**THINGS TO DO**
a. In the guidance on communicating with a general audience, how long can someone who recently had COVID wait before getting the vaccine dose they need?
b. Reproduce the passage of the guidance on communicating with a general audience from "- Acknowledge that" to "due to COVID.".

DOCUMENT SEGMENT below:

Communicating With a General Audience
Tone that resonates with a general audience
- Use credible, science-based information.
- Remind people that advice may change as COVID changes and as we learn more.
- Acknowledge that it’s normal for people to have questions about the vaccines and that their questions matter.
- Remind people that vaccines are another tool in the toolkit to protect themselves and loved ones.
Messages that resonate with general audiences
- Getting and staying up to date with your COVID vaccine will mean spending more time with loved ones and engaging with your community.
- All COVID vaccines available for use in the United States are safe. Millions of people in the United States have received COVID vaccines. The vaccines will continue to undergo extensive safety monitoring. CDC recommends that everyone 6 months or older get vaccinated against COVID.
- All available COVID vaccines work well to prevent severe illness, hospitalization, and death due to COVID.
- Everyone 6 months or older in the United States should get and stay up to date with their COVID vaccine.
- Stay up to date with your COVID vaccine to get the most protection.
- Talk to your vaccine or health care provider about when you need to get a COVID vaccine dose.
- It’s especially important for the following people to get and stay up to date with their COVID vaccine because they’re at increased risk for severe illness from COVID:
- People 50 and older
- People who live in long-term care settings
- People with certain medical conditions
- Pregnant and recently pregnant people
- If you recently had COVID, you can wait 3 months from when you got sick to get the COVID vaccine dose you need.
- COVID spreads most commonly between people who are in close contact with one another. Vaccines offer you the best protection from COVID.
- COVID vaccines can cause side effects in some people, but serious side effects are very rare. Most side effects go away on their own in a few days. The most common side effect is a sore arm at the injection site.
- Safe COVID vaccines were developed quickly through use of a century of vaccine experience; technology that was new to vaccines but had been studied for two decades; a prototype coronavirus vaccine already in development at National Institutes of Health; and tens of thousands of volunteers for clinical trials that quickly provided data on safety and effectiveness. Simultaneous vaccine production and analysis of testing data also allowed vaccines to be shipped within days of FDA authorization.
- Find vaccines near you at vaccines.gov.

End of DOCUMENT SEGMENT.
RAW DATA below:

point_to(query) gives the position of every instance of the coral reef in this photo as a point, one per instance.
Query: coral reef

End of RAW DATA.

**EXERCISE SOLUTIONS**
a. They can wait 3 months from when they got sick.

b.
- Acknowledge that it’s normal for people to have questions about the vaccines and that their questions matter.
- Remind people that vaccines are another tool in the toolkit to protect themselves and loved ones.
Messages that resonate with general audiences
- Getting and staying up to date with your COVID vaccine will mean spending more time with loved ones and engaging with your community.
- All COVID vaccines available for use in the United States are safe. Millions of people in the United States have received COVID vaccines. The vaccines will continue to undergo extensive safety monitoring. CDC recommends that everyone 6 months or older get vaccinated against COVID.
- All available COVID vaccines work well to prevent severe illness, hospitalization, and death due to COVID.